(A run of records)

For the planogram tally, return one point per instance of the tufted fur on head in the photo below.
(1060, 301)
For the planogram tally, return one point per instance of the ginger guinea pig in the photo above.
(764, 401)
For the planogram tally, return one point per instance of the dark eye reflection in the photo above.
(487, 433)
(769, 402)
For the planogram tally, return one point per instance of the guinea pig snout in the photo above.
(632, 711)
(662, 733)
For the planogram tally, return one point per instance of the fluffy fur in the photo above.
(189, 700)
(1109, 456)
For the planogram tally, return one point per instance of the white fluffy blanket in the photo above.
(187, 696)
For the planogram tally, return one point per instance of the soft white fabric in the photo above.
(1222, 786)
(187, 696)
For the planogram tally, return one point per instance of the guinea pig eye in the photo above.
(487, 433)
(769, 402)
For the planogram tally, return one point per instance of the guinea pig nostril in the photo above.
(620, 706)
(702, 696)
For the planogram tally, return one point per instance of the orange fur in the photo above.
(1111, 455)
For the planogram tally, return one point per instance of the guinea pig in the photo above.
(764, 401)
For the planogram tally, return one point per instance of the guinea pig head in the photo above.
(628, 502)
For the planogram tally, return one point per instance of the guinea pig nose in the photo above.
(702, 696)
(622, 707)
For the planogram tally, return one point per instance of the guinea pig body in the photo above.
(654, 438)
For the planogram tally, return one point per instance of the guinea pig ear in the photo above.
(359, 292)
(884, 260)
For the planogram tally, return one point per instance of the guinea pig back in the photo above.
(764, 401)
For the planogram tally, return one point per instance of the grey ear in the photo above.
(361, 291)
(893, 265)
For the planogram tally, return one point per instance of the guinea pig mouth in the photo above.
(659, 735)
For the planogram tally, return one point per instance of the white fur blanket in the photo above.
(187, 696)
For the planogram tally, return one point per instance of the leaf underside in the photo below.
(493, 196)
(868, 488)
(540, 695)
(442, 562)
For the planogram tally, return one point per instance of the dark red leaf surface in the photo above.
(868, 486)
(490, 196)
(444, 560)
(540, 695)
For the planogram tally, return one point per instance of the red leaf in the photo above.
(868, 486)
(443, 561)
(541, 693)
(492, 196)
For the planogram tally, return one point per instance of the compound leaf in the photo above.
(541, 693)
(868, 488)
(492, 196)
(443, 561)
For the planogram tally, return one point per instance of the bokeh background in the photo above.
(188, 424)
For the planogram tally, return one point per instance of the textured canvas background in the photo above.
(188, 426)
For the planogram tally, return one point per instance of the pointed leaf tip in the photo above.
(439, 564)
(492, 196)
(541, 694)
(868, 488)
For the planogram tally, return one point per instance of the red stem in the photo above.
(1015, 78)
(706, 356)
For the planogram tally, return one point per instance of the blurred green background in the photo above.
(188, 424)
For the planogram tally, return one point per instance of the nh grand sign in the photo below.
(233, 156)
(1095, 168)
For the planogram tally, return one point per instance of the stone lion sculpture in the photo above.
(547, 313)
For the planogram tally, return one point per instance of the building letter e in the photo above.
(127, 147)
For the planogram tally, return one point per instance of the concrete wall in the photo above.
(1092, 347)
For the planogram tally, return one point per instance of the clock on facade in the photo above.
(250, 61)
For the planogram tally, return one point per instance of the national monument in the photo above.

# Exercise
Change "planogram tally" to "shelf count" throughout the records above, and write the lines out again with nothing else altered.

# Output of the exercise
For the shelf count, return one point per instance of the tufted fur on head in the photo below.
(1060, 301)
For the shelf count, return one point per instance of the ginger guinea pig in the photo above.
(764, 401)
For the shelf count, return one point per instance of the dark eye reflection in the photo above.
(487, 433)
(769, 402)
For the shelf count, return one point per instance of the guinea pig snout in the photo above.
(632, 711)
(662, 733)
For the shelf count, return one point per instance of the fluffy fur in the photo above.
(189, 700)
(1109, 456)
For the shelf count, return one point per instance of the white fluffy blanket in the photo above.
(187, 696)
For the shelf count, return one point per instance of the soft white fabric in the photo above.
(1222, 786)
(187, 696)
For the shelf count, return one point per instance of the guinea pig eye in the photo above.
(487, 433)
(769, 402)
For the shelf count, return one point per instance of the guinea pig nostril in the photo above.
(620, 706)
(702, 696)
For the shelf count, return one point per instance of the orange fur in the photo above.
(1111, 455)
For the shelf count, return one point per instance of the guinea pig in the photo above.
(764, 401)
For the shelf count, return one point per instance of the guinea pig head in the photo above.
(628, 502)
For the shelf count, return one point per instance of the guinea pig nose in the photo above.
(702, 696)
(622, 707)
For the shelf count, return one point per instance of the guinea pig body in the photo above.
(654, 438)
For the shelf count, return one point per instance of the guinea pig ear in the photo above.
(359, 292)
(884, 260)
For the shelf count, return one point per instance of the guinea pig back in the photo above.
(764, 401)
For the shelf count, return one point per instance of the grey ear in the photo above.
(361, 291)
(893, 265)
For the shelf count, return one point per instance of the guinea pig mouth in the photo above.
(659, 735)
For the shelf count, return one point per instance of the white fur blanket in the photo above.
(187, 696)
For the shelf count, return one point per instance of the leaf underside in the photo below.
(493, 196)
(868, 488)
(540, 695)
(442, 562)
For the shelf count, return one point per instance of the dark red leaf surface in the photo above.
(868, 486)
(490, 196)
(444, 560)
(540, 695)
For the shelf count, return one point per instance of the red leaf in the photo above.
(868, 486)
(443, 561)
(541, 693)
(492, 196)
For the shelf count, return one point per instance of the compound leaf in the photo above.
(541, 693)
(868, 488)
(492, 196)
(443, 561)
For the shelf count, return one point per instance of the bokeh background in the photo above.
(188, 424)
For the shelf count, return one point per instance of the textured canvas background in the photo above.
(188, 426)
For the shelf count, return one point per instance of the pointed leaf tip in the photo above.
(439, 564)
(492, 196)
(541, 694)
(868, 488)
For the shelf count, return one point per instance of the red stem in the photo above.
(1015, 78)
(706, 356)
For the shelf count, return one point per instance of the blurred green background in the photo above.
(188, 424)
For the shelf count, return one point per instance of the nh grand sign in the photo below.
(233, 156)
(1095, 168)
For the shelf count, return one point per instance of the stone lion sculpture in the photo above.
(547, 313)
For the shelf count, return one point per instance of the building letter e in the photo above.
(127, 147)
For the shelf count, return one point per instance of the concrete wall in the photo above.
(1092, 347)
For the shelf count, return one point per instance of the clock on facade in the photo above.
(250, 61)
For the shelf count, return one point per instance of the national monument in the photo above.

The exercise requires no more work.